TEKSTFRAGMENT:

ECLI:NL:GHAMS:2022:3602

Gerechtshof Amsterdam

Datum uitspraak
20 december 2022
Publicatiedatum
20 december 2022
Zaaknummer
200.307.035/01
Instantie
Gerechtshof Amsterdam
Type
Uitspraak
Rechtsgebied
Civiel recht; Personen- en familierecht
Procedures
  • Beschikking
Vindplaatsen
  • Rechtspraak.nl
AI samenvatting door LexboostAutomatisch gegenereerd

Echtscheiding en verdeling van de gemeenschap van goederen met betrekking tot letselschade-uitkering

In deze zaak gaat het om een echtscheiding tussen partijen die in 2018 zijn gehuwd in beperkte gemeenschap van goederen. Hun huwelijk is op 7 april 2022 ontbonden. De man is in hoger beroep gekomen van een beschikking van de rechtbank Amsterdam van 24 november 2021, waarin het verzoek van de vrouw om de gemeenschappelijke inboedel te verdelen bij helfte werd afgewezen. De man verzoekt het hof om de peildatum voor de waardering van de inboedel te bepalen op 10 juli 2020, omdat de inboedel verloren is gegaan door een brand op 23 augustus 2021. De vrouw verzet zich hiertegen en stelt dat de vertraging van de procedure niet haar schuld is.

AANGELEVERDE GEGEVENS:
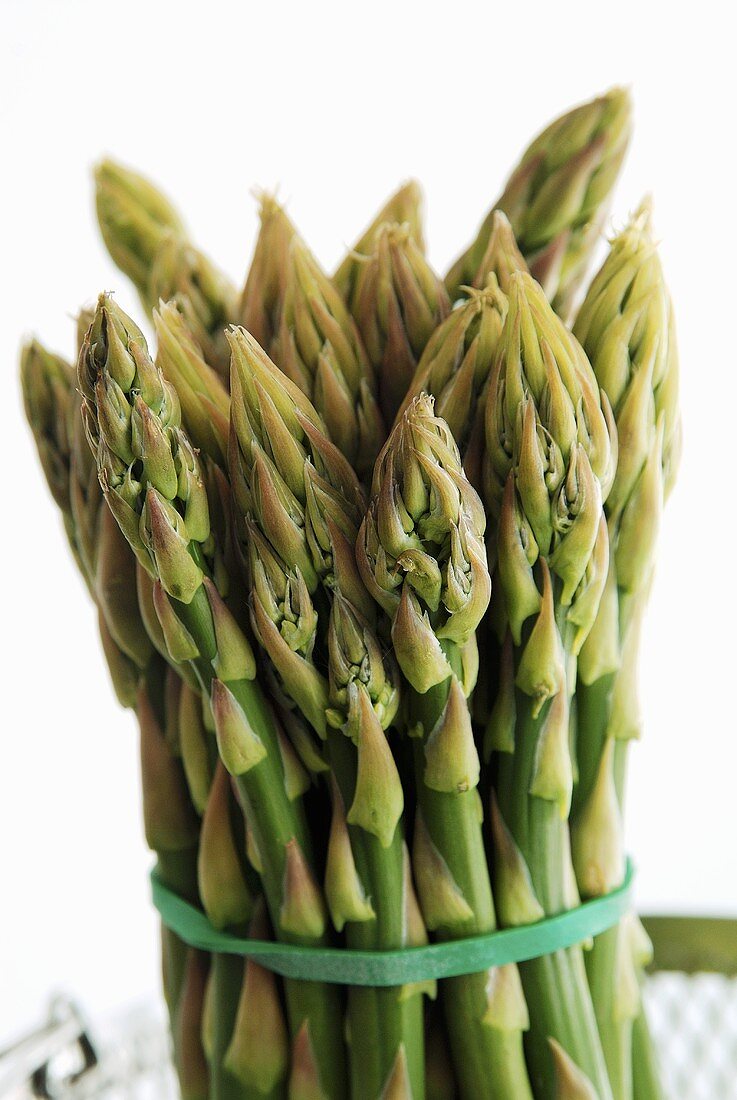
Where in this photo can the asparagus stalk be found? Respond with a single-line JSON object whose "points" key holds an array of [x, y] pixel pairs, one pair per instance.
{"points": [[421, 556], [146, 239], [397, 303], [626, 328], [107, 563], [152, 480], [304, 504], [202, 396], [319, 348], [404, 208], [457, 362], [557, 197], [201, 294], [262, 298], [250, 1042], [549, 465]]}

--

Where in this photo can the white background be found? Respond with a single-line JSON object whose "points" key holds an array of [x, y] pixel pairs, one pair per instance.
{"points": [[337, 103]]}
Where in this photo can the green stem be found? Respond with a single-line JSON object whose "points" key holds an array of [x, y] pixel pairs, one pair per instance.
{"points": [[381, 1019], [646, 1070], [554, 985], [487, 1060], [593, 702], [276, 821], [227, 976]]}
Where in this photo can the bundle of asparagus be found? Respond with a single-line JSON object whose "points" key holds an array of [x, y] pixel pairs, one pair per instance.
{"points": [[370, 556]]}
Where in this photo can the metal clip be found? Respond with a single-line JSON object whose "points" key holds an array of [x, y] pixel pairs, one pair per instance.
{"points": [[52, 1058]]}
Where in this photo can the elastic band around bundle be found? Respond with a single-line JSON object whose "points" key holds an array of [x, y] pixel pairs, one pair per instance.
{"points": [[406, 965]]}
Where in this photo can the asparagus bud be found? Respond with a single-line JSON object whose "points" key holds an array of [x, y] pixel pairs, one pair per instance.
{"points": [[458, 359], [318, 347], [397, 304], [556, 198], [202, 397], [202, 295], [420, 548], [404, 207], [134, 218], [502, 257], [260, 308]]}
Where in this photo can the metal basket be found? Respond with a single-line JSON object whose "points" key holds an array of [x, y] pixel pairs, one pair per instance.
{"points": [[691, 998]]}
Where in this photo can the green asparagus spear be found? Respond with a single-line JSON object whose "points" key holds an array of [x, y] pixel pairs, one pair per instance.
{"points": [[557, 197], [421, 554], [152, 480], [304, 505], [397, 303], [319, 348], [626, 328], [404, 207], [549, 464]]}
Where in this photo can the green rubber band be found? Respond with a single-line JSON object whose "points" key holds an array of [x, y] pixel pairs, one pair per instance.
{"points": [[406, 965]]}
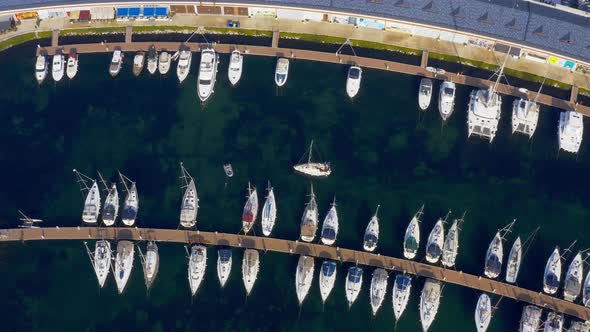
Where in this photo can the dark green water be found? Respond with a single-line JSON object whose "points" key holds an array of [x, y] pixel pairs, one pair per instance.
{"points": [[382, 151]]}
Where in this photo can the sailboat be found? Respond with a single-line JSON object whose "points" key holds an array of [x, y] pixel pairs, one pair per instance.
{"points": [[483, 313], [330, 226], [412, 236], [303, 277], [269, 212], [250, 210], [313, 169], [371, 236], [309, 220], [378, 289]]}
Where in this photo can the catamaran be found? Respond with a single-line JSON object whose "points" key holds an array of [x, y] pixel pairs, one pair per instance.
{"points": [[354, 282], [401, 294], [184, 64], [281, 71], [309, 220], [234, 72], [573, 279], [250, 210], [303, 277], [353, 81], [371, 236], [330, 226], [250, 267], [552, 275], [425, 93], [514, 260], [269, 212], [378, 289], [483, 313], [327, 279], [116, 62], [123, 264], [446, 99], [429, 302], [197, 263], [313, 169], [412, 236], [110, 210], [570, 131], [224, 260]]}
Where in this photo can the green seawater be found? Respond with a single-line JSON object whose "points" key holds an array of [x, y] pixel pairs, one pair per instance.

OPDRACHT 1:
Vertaal de zin "Hun huwelijk is op 7 april 2022 ontbonden." uit het tekstfragment in het Engels.
OPDRACHT 2:
Haal uit de lijst elke regel die de tekenreeks "band" bevat.
Het tekstfragment en de lijst staan los van elkaar.

EINDANTWOORD 1:
Their marriage was dissolved on April 7, 2022.

EINDANTWOORD 2:
Where in this photo can the elastic band around bundle be found? Respond with a single-line JSON object whose "points" key holds an array of [x, y] pixel pairs, one pair per instance.
Where in this photo can the green rubber band be found? Respond with a single-line JSON object whose "points" key holds an array of [x, y] pixel pairs, one pair per instance.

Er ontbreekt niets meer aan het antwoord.